— Assigned task —
Output only the lines from the one holding "the man's right" to the end of the data below, please, copied exactly.

— Data under study —
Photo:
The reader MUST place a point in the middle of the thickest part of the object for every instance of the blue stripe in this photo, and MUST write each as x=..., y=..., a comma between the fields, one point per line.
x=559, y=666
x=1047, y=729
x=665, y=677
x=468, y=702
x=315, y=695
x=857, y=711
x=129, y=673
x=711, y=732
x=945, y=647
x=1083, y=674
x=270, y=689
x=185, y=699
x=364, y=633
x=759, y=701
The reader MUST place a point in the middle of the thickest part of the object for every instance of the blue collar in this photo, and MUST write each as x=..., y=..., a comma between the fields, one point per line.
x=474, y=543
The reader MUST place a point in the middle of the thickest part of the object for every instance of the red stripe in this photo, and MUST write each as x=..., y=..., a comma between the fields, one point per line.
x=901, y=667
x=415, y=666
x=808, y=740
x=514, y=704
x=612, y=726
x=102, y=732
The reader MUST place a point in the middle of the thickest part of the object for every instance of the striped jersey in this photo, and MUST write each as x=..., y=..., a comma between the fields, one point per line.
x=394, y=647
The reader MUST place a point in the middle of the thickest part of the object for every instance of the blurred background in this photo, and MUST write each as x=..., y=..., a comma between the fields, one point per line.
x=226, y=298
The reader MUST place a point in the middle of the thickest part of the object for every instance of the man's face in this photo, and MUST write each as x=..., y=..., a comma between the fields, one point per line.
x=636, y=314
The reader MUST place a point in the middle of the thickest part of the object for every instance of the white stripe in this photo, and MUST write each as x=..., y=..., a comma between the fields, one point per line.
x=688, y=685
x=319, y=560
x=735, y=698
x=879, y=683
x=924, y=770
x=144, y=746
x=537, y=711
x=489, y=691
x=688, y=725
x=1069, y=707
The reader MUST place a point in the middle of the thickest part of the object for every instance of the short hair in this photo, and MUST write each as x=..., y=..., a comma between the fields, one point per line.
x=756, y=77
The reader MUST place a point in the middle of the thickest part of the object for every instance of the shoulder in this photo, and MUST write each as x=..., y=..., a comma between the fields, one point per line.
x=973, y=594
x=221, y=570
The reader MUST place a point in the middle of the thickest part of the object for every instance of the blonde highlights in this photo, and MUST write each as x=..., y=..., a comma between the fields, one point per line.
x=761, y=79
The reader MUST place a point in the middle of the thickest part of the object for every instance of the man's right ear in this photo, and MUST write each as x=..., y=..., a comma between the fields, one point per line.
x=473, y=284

— Answer section —
The reader MUST place a point in the middle of the thickest part of the object for every instance of the man's right ear in this photo, and MUST write each as x=..., y=..., a comma between the fields, one point per line.
x=473, y=284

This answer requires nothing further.